Document passage:
Hit the Road: Expect the unexpected when it comes to traveling

My sister, Bernadette, sent me this text New Year’s Day.

“We are stranded in Nosara (Costa Rica). We made a reservation at a place and she denied ever receiving it … and there are no other places. So we are soliciting locals for a place to lay down for the night. May be home early.”

Then later: “I just spent 5 hours trying to find us lodging. Ended up that this restaurant and they offered us 2 rooms for $60 a night right here! I’m super exhausted. The rooms will be ready in about an hour. Whew!!”

Bernadette Lissner and Ross Borland of Tempe, Ariz., seen here in a more tranquil moment at a waterfall in Costa Rica, found they were without lodging halfway through their early January vacation. Fortunately, after hours of looking, a restaurant owner provided them with two rooms for their group of five. Courtesy photo

Well, my sister kept her cool and stayed true to the travelers’ creed which says that, to maintain sanity, you must be flexible and patient, have a little luck, exercise some ingenuity, exhibit a little chutzpah and perhaps in the end, depend on the kindness of strangers.

Which reminds me of two stories told to me by another sister, Jenny.

She and husband, Dan, were just nine days out on their 90-day, cross-country bicycle trek last summer (Santa Monica to Bar Harbor, Maine) when it was clear that the weather was turning problematic. 

“We had 51 miles to Flagstaff and 3,000 feet of climbing on I-40 to do that day,” Jenny said. “We had gone about nine miles when the rain was turning to snow. That’s when we learned that our gear was water-repellent, not waterproof. Rookie mistake. We were completely soaked and freezing.”

Dan and Jenny changed their plans and decided to make Williams, Arizona, their goal — about five miles away, but conditions worsened, their back tire went flat, and they knew hypothermia was next. They decided to flag down a vehicle, but were passed by many trucks that could’ve accommodated two riders and an extra-long tandem bike.

Their last resort: Call 911.

“But I couldn’t even use our cell phones because our hands were too cold,” Jenny explained. (Touch screens respond to heat generated from fingers.)

Just when all looked lost, an “ancient” Chevy Suburban pulled over.

“They were the least likely people to stop. The couple had a 6-week-old and a 2-year-old aboard, and told us there were four more kids at home. They were trying to get someplace for the wife’s first day of work after having the baby.”

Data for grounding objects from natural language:
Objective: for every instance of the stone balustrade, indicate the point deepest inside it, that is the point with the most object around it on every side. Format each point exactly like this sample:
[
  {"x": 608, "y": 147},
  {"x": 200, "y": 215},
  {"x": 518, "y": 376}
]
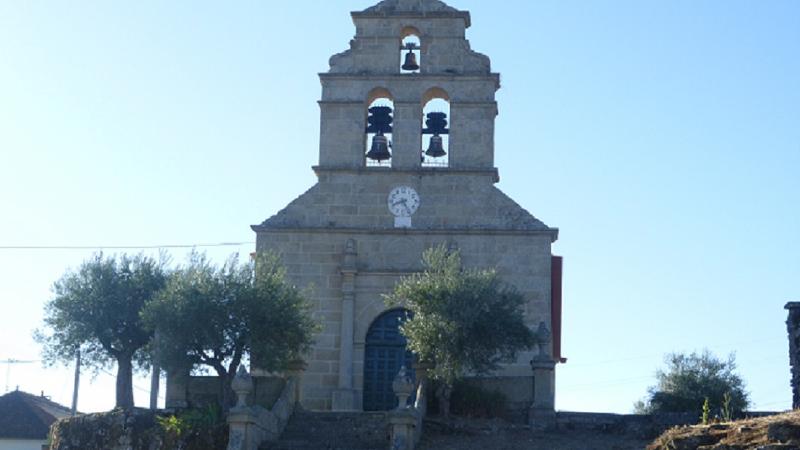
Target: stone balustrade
[{"x": 251, "y": 426}]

Using the information:
1. Extract the travel article's passage from "Well, my sister" to "another sister, Jenny.".
2. According to the travel article, what lodging did the restaurant offer the stranded travelers in Nosara, and at what price?
3. Write what comes next in the travel article, starting after its final sentence about the couple in the Chevy Suburban.
This data has no connection to the travel article.

Responses for each task:
1.
Well, my sister kept her cool and stayed true to the travelers’ creed which says that, to maintain sanity, you must be flexible and patient, have a little luck, exercise some ingenuity, exhibit a little chutzpah and perhaps in the end, depend on the kindness of strangers.

Which reminds me of two stories told to me by another sister, Jenny.

2. Two rooms for $60 a night.

3.
Though there was barely enough space, the couple found some to squeeze in two riders and their gear, and the father found a cable that allowed them to strap the tandem bike to the roof of the car. They drove to the nearest motel where the desk clerk took one look at the cyclists and said, “Here are the room keys; you can check in later.”

A hot shower never felt so good.

The second story begins in 1985 in what was then Yugoslavia. Dan and Jenny were cycling across Europe and had visited Medjugorje, purported at the time to be the site of active apparitions of the Virgin Mary. They headed north, pedaling through countryside that had no tourist services — not even a campground.

“There was an obvious storm on the way and we started eyeing farmers’ fields,” Jenny related. “We picked a field and started setting up our tent. Then a police officer came by, and even though he didn’t speak English, he made it clear that we couldn’t stay there.”

They put away their camping gear, hopped back onto their bike and peddled to just outside the tiny town of Kumrovec, in present-day Croatia.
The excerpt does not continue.